Page extract Start Marker
Feds: Fumo should stay under supervised release
Prosecutors said the convicted former state senator has shown no hardship that he is suffering by finishing his three-year term.
PROSECUTORS yesterday objected to convicted former state Sen. Vince Fumo's request to end his supervised release early.
"He offers no reason that he is unduly harmed in any manner by serving the full sentence imposed by the Court," Assistant U.S. Attorney Robert Zauzmer wrote.
Fumo, 71, was sentenced by U.S. District Judge Ronald Buckwalter to serve 61 months of incarceration and three years of supervised release, and to pay about $4 million in restitution, fines and other fees after a federal jury convicted him in 2009 of 137 corruption counts.
Fumo served his prison and home-confinement time, paid his monetary dues, and began his supervised release on Feb. 2, 2014.
In a motion Friday, Fumo's attorney, Dennis Cogan, wrote that since his conviction, Fumo "has had a number of serious financial and medical setbacks."
Zauzmer contended that "Fumo remains, by any standard, a very wealthy man, who enjoys multiple residences and does not lack for anything. His financial circumstances are far better than those of most criminal defendants" and thus are not relevant. He also said Fumo does not give any reason why supervised release would interfere with his medical needs.
Page extract End Marker
Dataset extract Start Marker
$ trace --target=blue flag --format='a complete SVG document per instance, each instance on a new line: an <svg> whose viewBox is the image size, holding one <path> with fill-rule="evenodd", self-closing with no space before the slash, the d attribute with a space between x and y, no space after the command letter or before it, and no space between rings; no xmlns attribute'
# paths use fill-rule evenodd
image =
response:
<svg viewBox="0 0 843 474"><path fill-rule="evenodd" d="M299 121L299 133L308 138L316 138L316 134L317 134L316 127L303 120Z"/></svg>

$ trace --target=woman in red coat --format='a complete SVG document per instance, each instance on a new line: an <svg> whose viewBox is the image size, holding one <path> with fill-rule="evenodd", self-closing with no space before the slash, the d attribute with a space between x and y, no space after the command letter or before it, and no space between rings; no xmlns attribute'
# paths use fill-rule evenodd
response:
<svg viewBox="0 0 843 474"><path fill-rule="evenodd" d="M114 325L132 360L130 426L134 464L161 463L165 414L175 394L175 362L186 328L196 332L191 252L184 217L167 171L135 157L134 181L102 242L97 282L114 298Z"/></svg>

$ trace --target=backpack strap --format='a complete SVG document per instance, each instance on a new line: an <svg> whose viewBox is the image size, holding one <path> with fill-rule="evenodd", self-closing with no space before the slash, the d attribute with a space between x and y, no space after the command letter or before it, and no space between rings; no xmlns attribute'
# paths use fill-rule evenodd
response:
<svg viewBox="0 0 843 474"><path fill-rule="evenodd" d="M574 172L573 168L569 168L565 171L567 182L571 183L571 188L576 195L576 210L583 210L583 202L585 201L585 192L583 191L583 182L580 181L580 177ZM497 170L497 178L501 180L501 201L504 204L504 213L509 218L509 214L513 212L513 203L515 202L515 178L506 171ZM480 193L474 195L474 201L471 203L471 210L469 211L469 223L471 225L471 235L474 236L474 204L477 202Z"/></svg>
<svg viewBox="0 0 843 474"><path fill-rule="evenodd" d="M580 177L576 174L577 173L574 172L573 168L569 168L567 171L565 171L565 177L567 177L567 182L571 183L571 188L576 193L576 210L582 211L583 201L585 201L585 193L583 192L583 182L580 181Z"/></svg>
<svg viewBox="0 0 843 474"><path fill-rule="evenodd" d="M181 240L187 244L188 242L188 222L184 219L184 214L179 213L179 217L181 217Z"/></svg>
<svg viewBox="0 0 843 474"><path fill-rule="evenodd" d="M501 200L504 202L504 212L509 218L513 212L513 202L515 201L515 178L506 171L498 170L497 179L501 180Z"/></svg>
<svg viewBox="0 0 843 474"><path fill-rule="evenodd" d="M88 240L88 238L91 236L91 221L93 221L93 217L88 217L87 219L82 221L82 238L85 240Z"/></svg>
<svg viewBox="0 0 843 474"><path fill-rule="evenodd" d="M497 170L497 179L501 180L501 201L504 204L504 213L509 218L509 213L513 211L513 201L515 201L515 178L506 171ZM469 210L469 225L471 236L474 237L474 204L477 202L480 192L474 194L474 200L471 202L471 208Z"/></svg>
Dataset extract End Marker
*What the task requires*: Retype the part of the article on Fumo's supervised release from "PROSECUTORS yesterday objected" up to and including "137 corruption counts.", keeping every word as it stands. The records are separate material and have no connection to the article.

*Answer to the exercise*:
PROSECUTORS yesterday objected to convicted former state Sen. Vince Fumo's request to end his supervised release early.
"He offers no reason that he is unduly harmed in any manner by serving the full sentence imposed by the Court," Assistant U.S. Attorney Robert Zauzmer wrote.
Fumo, 71, was sentenced by U.S. District Judge Ronald Buckwalter to serve 61 months of incarceration and three years of supervised release, and to pay about $4 million in restitution, fines and other fees after a federal jury convicted him in 2009 of 137 corruption counts.